(課題)
「森と芸術」展の鑑賞記の「東京都庭園美術館で「森と芸術」展を観てき」から始まり「ことになるのかもしれません。」までの部分を、「ブログ」を「日記」に置き換えてもう一度書いてください。

東京都庭園美術館で「森と芸術」展を観た! | とんとん・にっき

東京都庭園美術館で「森と芸術」展を観た!



東京都庭園美術館で「森と芸術」展を観てきました。4月の半ばに始まっていたのに、なぜか気が進まなくて、結局のところ行ったのは5月15日の日曜日。それも松岡美術館の「西洋絵画の中の人びと」展を観に行ったついでに立ち寄りました。どうして気が進まなかったのか? テーマが地味でチラシが地味、目玉となる作品も見あたらないし、作品も寄せ集めのようだしと、なにからなにまで是非とも観に行きたいという材料は見つかりませんでした。松岡のついでに観に行ってみるかと、重い腰を上げたのが5月の半ばだった、というわけです。それから1ヶ月近く経って、やっとこのブログを書いている体たらくです。それがどうしてか、帰りには「図録」といっても、平凡社から出ている「森と芸術」ですが、買ってしまいました。出ていた作品が大作はないにしても、おおむね平均点以上だった、ということになるのかもしれません。

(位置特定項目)

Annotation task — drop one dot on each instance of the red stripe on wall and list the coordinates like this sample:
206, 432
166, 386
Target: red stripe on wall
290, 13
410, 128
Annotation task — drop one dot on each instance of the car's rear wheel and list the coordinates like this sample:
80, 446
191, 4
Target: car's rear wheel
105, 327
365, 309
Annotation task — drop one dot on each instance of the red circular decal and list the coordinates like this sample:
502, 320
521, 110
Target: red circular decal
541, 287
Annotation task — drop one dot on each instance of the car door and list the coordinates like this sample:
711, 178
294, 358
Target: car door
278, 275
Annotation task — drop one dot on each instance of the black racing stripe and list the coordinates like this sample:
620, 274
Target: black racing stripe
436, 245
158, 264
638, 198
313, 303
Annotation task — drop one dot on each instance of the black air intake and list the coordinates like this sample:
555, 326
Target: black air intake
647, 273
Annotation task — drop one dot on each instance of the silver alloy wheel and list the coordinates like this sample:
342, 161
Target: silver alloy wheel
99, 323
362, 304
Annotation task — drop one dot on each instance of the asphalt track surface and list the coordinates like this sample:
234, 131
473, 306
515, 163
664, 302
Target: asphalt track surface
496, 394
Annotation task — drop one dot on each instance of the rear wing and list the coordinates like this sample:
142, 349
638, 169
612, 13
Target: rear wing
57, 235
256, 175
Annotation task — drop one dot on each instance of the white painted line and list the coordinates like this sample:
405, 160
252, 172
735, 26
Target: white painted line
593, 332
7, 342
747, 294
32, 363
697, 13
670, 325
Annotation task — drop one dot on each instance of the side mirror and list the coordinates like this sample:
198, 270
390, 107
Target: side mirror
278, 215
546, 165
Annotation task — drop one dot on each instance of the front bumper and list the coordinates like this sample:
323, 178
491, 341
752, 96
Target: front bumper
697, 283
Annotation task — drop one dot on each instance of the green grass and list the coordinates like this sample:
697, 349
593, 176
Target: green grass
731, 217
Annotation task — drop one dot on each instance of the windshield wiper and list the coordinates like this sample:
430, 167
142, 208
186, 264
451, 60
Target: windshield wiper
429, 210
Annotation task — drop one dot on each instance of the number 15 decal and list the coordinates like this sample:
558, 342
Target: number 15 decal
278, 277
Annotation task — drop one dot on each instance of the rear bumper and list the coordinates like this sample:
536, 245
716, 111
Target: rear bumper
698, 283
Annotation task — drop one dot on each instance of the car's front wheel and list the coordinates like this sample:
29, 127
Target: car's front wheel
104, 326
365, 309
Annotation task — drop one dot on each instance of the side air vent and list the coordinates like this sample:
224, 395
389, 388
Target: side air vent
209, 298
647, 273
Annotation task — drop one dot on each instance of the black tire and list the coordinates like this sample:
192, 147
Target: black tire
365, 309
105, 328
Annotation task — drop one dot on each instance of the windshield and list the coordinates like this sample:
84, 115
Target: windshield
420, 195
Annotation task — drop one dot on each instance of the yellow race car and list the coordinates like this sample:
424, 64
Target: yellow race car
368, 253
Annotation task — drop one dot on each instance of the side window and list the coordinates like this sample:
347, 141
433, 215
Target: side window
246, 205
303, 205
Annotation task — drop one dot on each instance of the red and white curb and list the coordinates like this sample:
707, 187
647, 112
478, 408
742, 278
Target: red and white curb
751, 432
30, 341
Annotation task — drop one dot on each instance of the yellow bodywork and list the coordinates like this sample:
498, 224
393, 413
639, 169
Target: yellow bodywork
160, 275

(出力)
東京都庭園美術館で「森と芸術」展を観てきました。4月の半ばに始まっていたのに、なぜか気が進まなくて、結局のところ行ったのは5月15日の日曜日。それも松岡美術館の「西洋絵画の中の人びと」展を観に行ったついでに立ち寄りました。どうして気が進まなかったのか? テーマが地味でチラシが地味、目玉となる作品も見あたらないし、作品も寄せ集めのようだしと、なにからなにまで是非とも観に行きたいという材料は見つかりませんでした。松岡のついでに観に行ってみるかと、重い腰を上げたのが5月の半ばだった、というわけです。それから1ヶ月近く経って、やっとこの日記を書いている体たらくです。それがどうしてか、帰りには「図録」といっても、平凡社から出ている「森と芸術」ですが、買ってしまいました。出ていた作品が大作はないにしても、おおむね平均点以上だった、ということになるのかもしれません。